- TASK TO COMPLETE: Copy out word for word everything in the material from the line containing "Query: wooden staircase" down to the very end.

- RECORDS FOR THIS EXERCISE:
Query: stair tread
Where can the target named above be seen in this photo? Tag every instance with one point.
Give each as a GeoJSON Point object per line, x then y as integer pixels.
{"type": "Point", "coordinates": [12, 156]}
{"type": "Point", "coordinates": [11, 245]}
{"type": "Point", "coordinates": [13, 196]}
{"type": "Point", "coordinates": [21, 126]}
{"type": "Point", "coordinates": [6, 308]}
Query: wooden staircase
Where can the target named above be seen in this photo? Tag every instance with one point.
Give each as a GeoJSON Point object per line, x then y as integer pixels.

- CORRECT OUTPUT:
Query: wooden staircase
Where can the target named above be seen in this photo? Tag every instance with one point.
Give each as a GeoJSON Point object per line, x then y as integer pixels.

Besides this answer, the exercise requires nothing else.